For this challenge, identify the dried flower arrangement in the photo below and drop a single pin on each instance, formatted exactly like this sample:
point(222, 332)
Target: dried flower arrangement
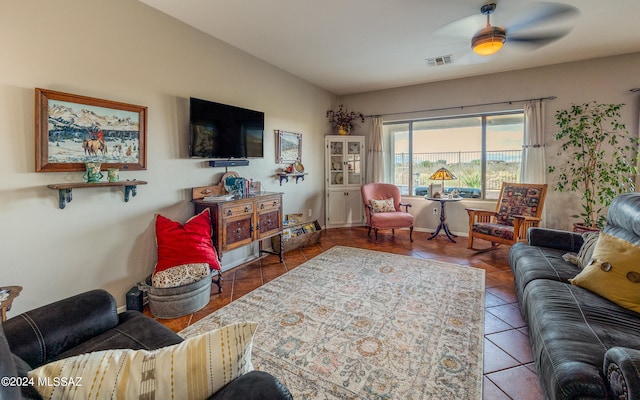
point(342, 118)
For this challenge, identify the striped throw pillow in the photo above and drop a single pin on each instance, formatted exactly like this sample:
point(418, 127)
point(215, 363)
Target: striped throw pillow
point(193, 369)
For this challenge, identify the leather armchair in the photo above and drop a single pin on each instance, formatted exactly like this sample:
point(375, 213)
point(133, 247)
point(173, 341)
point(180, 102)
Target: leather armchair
point(89, 322)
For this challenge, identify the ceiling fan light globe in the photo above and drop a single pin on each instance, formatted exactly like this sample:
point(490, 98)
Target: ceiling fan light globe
point(487, 48)
point(488, 41)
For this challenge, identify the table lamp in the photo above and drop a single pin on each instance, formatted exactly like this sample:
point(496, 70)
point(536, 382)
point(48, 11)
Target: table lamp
point(444, 175)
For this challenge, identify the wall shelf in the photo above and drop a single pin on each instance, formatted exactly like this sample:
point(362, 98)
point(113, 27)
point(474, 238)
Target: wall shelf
point(64, 189)
point(285, 176)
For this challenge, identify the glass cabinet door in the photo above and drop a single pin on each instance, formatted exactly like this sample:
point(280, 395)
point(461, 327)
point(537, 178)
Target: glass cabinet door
point(345, 161)
point(336, 163)
point(354, 162)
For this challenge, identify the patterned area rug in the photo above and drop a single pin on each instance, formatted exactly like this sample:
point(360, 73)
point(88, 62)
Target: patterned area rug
point(361, 324)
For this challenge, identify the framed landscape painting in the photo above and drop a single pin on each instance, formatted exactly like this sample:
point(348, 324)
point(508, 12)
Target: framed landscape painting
point(73, 129)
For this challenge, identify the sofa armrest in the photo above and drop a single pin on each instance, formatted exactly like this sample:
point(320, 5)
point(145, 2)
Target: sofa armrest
point(555, 239)
point(40, 335)
point(254, 385)
point(622, 370)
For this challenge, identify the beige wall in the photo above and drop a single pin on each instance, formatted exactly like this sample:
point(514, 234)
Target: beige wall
point(125, 51)
point(605, 80)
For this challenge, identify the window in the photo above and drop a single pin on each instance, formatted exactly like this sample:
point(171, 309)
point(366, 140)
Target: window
point(482, 151)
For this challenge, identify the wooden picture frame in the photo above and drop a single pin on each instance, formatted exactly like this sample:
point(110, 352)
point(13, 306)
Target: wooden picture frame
point(288, 147)
point(71, 129)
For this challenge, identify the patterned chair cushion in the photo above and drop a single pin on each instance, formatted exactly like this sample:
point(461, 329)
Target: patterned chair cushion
point(385, 205)
point(518, 200)
point(498, 230)
point(193, 369)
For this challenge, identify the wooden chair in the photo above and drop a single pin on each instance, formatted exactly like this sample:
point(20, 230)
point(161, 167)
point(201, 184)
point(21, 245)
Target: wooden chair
point(383, 213)
point(519, 208)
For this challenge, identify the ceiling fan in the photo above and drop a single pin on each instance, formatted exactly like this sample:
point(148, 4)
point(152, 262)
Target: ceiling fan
point(532, 29)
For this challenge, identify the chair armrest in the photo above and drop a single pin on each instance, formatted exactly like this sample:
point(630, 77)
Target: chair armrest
point(555, 239)
point(622, 371)
point(253, 385)
point(527, 218)
point(480, 211)
point(40, 335)
point(479, 215)
point(521, 225)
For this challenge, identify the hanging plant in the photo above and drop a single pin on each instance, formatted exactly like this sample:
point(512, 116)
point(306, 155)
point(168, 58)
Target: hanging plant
point(602, 157)
point(342, 118)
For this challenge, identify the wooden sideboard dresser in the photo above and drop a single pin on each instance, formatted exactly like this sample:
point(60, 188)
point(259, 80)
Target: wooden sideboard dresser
point(239, 222)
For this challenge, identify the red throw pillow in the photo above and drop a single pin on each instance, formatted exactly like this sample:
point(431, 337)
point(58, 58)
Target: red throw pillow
point(185, 244)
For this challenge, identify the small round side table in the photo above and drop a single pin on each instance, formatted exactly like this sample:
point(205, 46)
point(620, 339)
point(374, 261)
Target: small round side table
point(443, 223)
point(12, 292)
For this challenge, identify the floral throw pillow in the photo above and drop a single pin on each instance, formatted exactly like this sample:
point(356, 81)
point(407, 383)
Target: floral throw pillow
point(385, 205)
point(180, 275)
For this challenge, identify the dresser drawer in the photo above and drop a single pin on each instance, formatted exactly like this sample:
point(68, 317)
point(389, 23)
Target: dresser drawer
point(272, 203)
point(234, 210)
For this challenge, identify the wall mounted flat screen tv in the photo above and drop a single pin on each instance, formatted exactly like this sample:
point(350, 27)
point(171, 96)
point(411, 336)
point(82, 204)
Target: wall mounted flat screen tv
point(224, 131)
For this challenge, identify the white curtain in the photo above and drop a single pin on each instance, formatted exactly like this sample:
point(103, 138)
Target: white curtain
point(375, 169)
point(533, 164)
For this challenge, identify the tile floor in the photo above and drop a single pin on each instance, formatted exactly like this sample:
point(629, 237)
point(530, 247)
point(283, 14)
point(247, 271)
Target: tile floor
point(509, 371)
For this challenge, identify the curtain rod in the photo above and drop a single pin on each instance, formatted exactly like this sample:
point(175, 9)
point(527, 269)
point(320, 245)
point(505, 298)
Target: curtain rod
point(467, 106)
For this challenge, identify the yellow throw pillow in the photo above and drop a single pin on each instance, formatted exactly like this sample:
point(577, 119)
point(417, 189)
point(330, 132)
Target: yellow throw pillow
point(614, 272)
point(385, 205)
point(193, 369)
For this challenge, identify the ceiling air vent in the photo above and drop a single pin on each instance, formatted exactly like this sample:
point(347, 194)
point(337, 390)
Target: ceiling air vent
point(442, 60)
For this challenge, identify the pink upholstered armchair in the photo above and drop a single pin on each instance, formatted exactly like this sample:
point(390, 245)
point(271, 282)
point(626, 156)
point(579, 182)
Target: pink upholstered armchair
point(382, 202)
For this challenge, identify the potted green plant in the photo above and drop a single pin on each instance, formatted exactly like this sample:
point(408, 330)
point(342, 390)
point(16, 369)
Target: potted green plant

· · · · · · ·

- **ABOUT THIS TASK**:
Without the pictures, write out the listing exactly as it appears above.

- **ANSWER TO THIS EXERCISE**:
For this challenge, identify the dried flower arrangement in the photo below and drop a single pin on each instance, formatted exactly like this sample:
point(222, 332)
Target: dried flower arrangement
point(342, 118)
For this challenge, identify the striped throw pillow in the photo above and drop a single pin on each instance, formatted exactly like this sample:
point(418, 127)
point(215, 363)
Target: striped throw pillow
point(193, 369)
For this challenge, identify the leather armchair in the photo above and drop a single pin on each instance, formatted exactly like this sample:
point(375, 213)
point(133, 247)
point(173, 341)
point(180, 102)
Target: leather armchair
point(89, 322)
For this challenge, identify the ceiling fan light globe in the photo above and drop a single pin on each instance, formatted exactly like this sample:
point(490, 98)
Target: ceiling fan light globe
point(487, 48)
point(488, 41)
For this challenge, identify the table lamp in the photo above and drop a single pin on each instance, formatted exactly like this sample:
point(496, 70)
point(536, 382)
point(48, 11)
Target: table lamp
point(444, 175)
For this challenge, identify the wall shelf in the photo above and drop a single pin on each instance, formatted exactly like this sample:
point(362, 98)
point(113, 27)
point(474, 238)
Target: wall shelf
point(64, 189)
point(285, 176)
For this challenge, identify the glass cabinet door in the photo above and drop a single pin on each instance, formatted exactly like this sample:
point(280, 395)
point(461, 327)
point(537, 178)
Target: glass cabinet door
point(345, 161)
point(336, 163)
point(354, 162)
For this challenge, identify the patterned area rug in the photo above and drop a single pin on each instance, formatted exactly like this sample:
point(360, 73)
point(88, 62)
Target: patterned area rug
point(361, 324)
For this challenge, identify the framed landscape painting in the photo above and drop a single pin on each instance, formatted exactly like this sample:
point(348, 324)
point(508, 12)
Target: framed landscape painting
point(73, 129)
For this challenge, identify the sofa armrest in the photo above and drop a single pin on each instance, formatted exactly like this sample:
point(320, 5)
point(145, 2)
Target: sofa armrest
point(555, 239)
point(40, 335)
point(254, 385)
point(622, 370)
For this challenge, identify the beige wall in the photo above and drop a single pin on each instance, formatted exactly like this sample:
point(514, 234)
Target: beige wall
point(125, 51)
point(605, 80)
For this challenge, identify the window in the photo above and drop a single pin on each instance, formatted exactly like this sample:
point(171, 309)
point(366, 140)
Target: window
point(482, 151)
For this challenge, identify the wooden picture frame in the photo above and drop a single pin on each instance, formatted exactly like this sample:
point(110, 352)
point(13, 306)
Target: wooden picture frame
point(288, 147)
point(71, 129)
For this challenge, identify the patterned chair cushion in the photo above and drop a single pin on each instance, formatted exactly like this sample:
point(461, 329)
Target: patterned chair cushion
point(385, 205)
point(518, 200)
point(498, 230)
point(193, 369)
For this challenge, identify the wooden chair in the photo above and drop a single pin on each instance, formatted exactly like this sample:
point(20, 230)
point(161, 167)
point(201, 184)
point(21, 245)
Target: wooden chair
point(383, 213)
point(519, 208)
For this challenge, identify the ceiling fan in the photo above and drop a single pin on each instance, formatted exactly like this sample:
point(148, 4)
point(152, 262)
Target: ceiling fan
point(532, 29)
For this challenge, identify the chair armrest in the photo above and drop a single pin on each instance, formatted exactly like this sample:
point(630, 77)
Target: chair armrest
point(555, 239)
point(622, 371)
point(253, 385)
point(527, 218)
point(480, 211)
point(40, 335)
point(479, 215)
point(521, 225)
For this challenge, identify the hanging plant in the photo above and drop a single pin on each instance, formatted exactly like this sample:
point(512, 116)
point(306, 155)
point(168, 58)
Target: hanging plant
point(602, 157)
point(342, 118)
For this challenge, identify the wooden sideboard dresser in the photo above and drop a single pin on each instance, formatted exactly like this sample:
point(60, 188)
point(259, 80)
Target: wooden sideboard dresser
point(239, 222)
For this challenge, identify the red throw pillow in the photo above and drop a single pin on each instance, formatted exactly like this sample:
point(431, 337)
point(58, 58)
Target: red throw pillow
point(185, 244)
For this challenge, identify the small round side table in the photo above and drop a single pin on each instance, formatted exactly like this sample:
point(205, 46)
point(620, 339)
point(374, 261)
Target: small round side table
point(443, 223)
point(12, 292)
For this challenge, identify the floral throw pillow in the photo above and drop a single pin on each instance, formatted exactly like this sample:
point(356, 81)
point(407, 383)
Target: floral throw pillow
point(385, 205)
point(180, 275)
For this challenge, identify the dresser drawer in the photo above and drop a single pin on each instance, formatted exactly like this sample:
point(68, 317)
point(389, 23)
Target: dresser drawer
point(272, 203)
point(234, 210)
For this challenge, identify the wall mounted flat screen tv in the photo above and drop a single pin on each instance, formatted exactly like this sample:
point(350, 27)
point(171, 96)
point(411, 336)
point(82, 204)
Target: wall mounted flat screen tv
point(224, 131)
For this challenge, identify the white curtain in the photo above and drop a single pin on each instance, formatted exactly like this sample:
point(103, 138)
Target: white curtain
point(375, 169)
point(533, 164)
For this challenge, identify the tile floor in the photo above and drop a single pin on each instance, formatted exactly like this sample:
point(629, 237)
point(530, 247)
point(283, 14)
point(247, 271)
Target: tile floor
point(509, 371)
For this challenge, identify the curtain rod in the photo above and drop a single pin on each instance, formatted exactly like this sample:
point(175, 9)
point(527, 269)
point(320, 245)
point(505, 298)
Target: curtain rod
point(467, 106)
For this challenge, identify the yellow throw pillow in the photo above and drop a single pin on each instance, formatted exactly like this sample:
point(577, 119)
point(417, 189)
point(330, 132)
Target: yellow throw pillow
point(614, 272)
point(385, 205)
point(193, 369)
For this challenge, identify the ceiling air vent in the photo above and drop a single pin on each instance, formatted exactly like this sample:
point(347, 194)
point(337, 390)
Target: ceiling air vent
point(442, 60)
For this challenge, identify the pink upholstered armchair in the photo above and drop a single pin on each instance, formatted exactly like this sample:
point(390, 245)
point(271, 282)
point(626, 156)
point(579, 182)
Target: pink upholstered armchair
point(382, 202)
For this challenge, identify the potted green plant in the photo above and drop a single pin on each instance, formatted exactly like this sample:
point(408, 330)
point(342, 390)
point(16, 369)
Target: potted green plant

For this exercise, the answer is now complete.